Data under study:
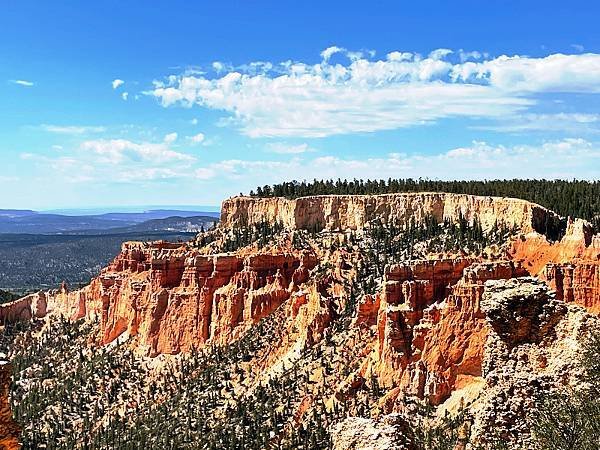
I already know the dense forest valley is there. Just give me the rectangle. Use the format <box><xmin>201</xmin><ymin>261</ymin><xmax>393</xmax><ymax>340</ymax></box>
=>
<box><xmin>1</xmin><ymin>179</ymin><xmax>600</xmax><ymax>449</ymax></box>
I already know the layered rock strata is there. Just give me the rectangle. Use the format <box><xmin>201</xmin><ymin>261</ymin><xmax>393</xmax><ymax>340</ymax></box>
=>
<box><xmin>355</xmin><ymin>259</ymin><xmax>528</xmax><ymax>404</ymax></box>
<box><xmin>221</xmin><ymin>193</ymin><xmax>561</xmax><ymax>234</ymax></box>
<box><xmin>48</xmin><ymin>242</ymin><xmax>317</xmax><ymax>355</ymax></box>
<box><xmin>0</xmin><ymin>292</ymin><xmax>47</xmax><ymax>324</ymax></box>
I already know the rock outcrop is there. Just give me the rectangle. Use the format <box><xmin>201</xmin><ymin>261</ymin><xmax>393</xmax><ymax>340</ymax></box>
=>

Your goal: Where a line in the material contains "rock", copy that line.

Answer to the problem:
I already know the layered rock strata is there. Just give me the rectangle. Use the format <box><xmin>201</xmin><ymin>261</ymin><xmax>393</xmax><ymax>340</ymax></box>
I already know the rock outcrop is there. Just give me the rectangle. Use the format <box><xmin>201</xmin><ymin>261</ymin><xmax>393</xmax><ymax>340</ymax></box>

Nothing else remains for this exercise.